**Entries supplied:**
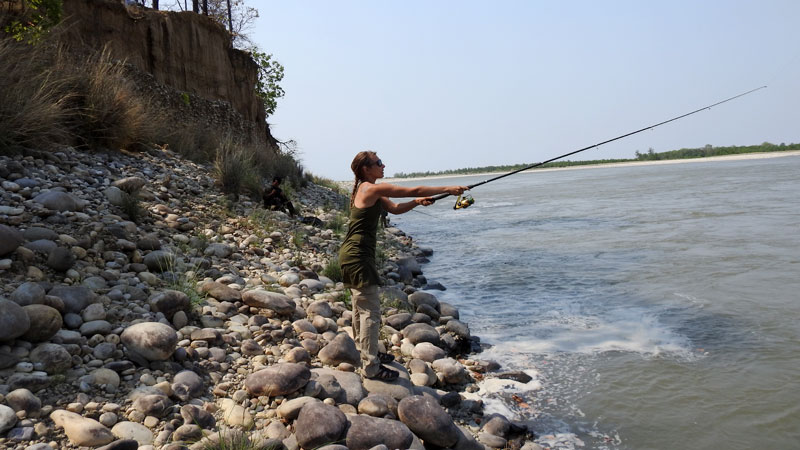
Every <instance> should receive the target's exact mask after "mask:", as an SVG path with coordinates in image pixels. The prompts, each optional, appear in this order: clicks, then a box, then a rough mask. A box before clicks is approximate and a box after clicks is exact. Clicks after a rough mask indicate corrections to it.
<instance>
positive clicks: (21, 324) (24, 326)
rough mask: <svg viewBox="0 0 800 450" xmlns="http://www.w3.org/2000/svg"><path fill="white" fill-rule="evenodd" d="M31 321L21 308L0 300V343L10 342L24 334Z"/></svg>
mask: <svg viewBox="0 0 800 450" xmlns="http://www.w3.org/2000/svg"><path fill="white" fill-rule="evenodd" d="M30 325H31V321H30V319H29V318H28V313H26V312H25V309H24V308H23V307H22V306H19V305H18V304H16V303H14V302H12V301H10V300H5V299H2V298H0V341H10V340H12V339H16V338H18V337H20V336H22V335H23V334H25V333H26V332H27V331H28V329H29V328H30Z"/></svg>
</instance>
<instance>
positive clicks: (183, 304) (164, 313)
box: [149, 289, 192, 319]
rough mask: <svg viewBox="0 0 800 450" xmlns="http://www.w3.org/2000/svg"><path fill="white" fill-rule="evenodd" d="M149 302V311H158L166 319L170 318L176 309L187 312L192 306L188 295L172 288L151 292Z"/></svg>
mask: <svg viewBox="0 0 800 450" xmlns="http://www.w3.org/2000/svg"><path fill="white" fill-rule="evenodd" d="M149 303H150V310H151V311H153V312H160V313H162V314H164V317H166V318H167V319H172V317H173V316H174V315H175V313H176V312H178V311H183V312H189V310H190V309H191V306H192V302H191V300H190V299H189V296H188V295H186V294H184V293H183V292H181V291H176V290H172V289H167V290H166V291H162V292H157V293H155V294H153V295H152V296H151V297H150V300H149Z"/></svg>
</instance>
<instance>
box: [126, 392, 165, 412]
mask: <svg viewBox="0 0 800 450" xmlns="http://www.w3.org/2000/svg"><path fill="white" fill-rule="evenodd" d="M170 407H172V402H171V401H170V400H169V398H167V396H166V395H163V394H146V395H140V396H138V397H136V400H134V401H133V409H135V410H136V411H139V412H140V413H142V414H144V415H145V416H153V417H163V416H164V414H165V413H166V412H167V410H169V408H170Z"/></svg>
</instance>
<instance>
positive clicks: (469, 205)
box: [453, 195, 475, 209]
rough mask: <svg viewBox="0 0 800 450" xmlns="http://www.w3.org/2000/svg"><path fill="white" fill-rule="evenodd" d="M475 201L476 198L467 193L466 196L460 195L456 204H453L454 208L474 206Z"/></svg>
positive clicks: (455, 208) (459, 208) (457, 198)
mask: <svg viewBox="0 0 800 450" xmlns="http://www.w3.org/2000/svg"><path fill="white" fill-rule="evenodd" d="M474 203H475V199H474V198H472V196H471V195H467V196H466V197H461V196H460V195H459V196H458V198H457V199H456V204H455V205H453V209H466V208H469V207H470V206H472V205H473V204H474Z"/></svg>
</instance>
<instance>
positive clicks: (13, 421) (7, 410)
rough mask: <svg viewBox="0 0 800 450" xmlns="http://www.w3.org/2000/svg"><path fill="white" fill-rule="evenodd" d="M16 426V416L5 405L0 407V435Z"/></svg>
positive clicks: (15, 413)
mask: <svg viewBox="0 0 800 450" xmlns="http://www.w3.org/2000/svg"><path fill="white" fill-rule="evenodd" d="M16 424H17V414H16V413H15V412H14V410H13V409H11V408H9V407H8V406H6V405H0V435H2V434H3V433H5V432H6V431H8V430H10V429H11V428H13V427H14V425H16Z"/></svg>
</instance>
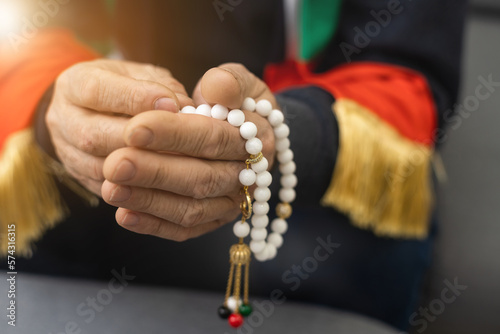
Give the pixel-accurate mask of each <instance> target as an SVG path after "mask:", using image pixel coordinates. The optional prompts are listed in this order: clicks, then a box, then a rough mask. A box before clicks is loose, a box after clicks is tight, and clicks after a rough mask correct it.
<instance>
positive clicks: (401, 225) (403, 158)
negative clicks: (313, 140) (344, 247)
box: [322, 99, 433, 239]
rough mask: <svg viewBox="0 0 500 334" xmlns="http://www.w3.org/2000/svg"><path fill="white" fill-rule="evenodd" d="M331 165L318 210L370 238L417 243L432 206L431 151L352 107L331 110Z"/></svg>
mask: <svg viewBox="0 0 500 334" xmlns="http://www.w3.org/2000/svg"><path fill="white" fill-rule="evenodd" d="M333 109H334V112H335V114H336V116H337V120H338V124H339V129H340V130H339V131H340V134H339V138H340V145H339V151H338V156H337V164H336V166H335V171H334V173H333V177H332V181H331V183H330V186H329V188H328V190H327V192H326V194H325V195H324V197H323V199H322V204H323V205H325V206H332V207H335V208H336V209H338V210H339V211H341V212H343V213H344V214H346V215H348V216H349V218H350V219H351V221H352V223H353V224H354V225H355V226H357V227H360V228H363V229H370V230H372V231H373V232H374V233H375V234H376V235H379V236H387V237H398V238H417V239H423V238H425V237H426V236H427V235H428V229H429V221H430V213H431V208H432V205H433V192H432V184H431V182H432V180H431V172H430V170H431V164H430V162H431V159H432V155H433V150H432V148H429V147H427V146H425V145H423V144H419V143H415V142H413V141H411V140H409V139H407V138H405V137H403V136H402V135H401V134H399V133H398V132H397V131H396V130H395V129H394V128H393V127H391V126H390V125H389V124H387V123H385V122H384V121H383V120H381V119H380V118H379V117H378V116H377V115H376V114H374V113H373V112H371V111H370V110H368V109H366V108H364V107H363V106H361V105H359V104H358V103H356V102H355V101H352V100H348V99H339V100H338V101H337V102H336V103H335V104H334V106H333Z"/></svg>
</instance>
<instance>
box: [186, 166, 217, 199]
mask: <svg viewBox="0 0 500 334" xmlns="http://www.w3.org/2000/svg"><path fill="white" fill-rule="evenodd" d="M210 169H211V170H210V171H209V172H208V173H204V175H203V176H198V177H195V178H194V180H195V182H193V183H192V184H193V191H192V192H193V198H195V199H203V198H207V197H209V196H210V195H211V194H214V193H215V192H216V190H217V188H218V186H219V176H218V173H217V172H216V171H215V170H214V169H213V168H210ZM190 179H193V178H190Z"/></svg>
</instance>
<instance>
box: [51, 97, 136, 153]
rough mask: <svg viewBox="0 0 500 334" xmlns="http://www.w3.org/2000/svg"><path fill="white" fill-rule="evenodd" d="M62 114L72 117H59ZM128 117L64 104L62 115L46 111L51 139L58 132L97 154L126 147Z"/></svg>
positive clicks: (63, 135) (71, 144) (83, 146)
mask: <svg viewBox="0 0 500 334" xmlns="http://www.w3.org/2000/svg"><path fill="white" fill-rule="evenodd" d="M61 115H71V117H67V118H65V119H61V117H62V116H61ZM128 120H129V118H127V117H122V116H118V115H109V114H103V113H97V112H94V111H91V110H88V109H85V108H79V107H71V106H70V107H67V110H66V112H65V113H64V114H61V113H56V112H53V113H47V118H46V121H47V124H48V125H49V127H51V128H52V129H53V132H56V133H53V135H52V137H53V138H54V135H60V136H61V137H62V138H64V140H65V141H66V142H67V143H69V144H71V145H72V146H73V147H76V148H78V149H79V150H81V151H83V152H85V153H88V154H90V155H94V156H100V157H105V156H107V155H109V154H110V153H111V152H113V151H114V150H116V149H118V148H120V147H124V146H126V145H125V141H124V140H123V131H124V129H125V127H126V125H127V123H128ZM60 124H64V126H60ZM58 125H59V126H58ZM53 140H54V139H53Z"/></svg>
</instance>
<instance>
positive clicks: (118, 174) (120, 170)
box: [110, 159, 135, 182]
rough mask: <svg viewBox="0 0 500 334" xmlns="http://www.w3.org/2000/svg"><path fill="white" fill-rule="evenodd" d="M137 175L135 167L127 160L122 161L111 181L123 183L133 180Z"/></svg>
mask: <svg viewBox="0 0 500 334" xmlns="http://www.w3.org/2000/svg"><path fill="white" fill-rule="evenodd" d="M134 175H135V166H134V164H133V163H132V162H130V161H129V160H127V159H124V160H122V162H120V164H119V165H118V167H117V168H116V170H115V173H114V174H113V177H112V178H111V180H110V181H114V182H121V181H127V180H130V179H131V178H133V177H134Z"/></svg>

**What you have to do:**
Only the lines from the one with "175L135 167L127 160L122" through the final line above belong in the answer, each reproduced word for word.

**Task response:**
rough mask: <svg viewBox="0 0 500 334" xmlns="http://www.w3.org/2000/svg"><path fill="white" fill-rule="evenodd" d="M137 175L135 167L127 160L122 161L111 181L123 183L133 180Z"/></svg>
mask: <svg viewBox="0 0 500 334" xmlns="http://www.w3.org/2000/svg"><path fill="white" fill-rule="evenodd" d="M134 175H135V166H134V164H133V163H132V162H130V161H129V160H127V159H124V160H122V162H120V164H119V165H118V167H117V168H116V170H115V173H114V174H113V177H112V178H111V180H110V181H114V182H121V181H127V180H130V179H131V178H133V177H134Z"/></svg>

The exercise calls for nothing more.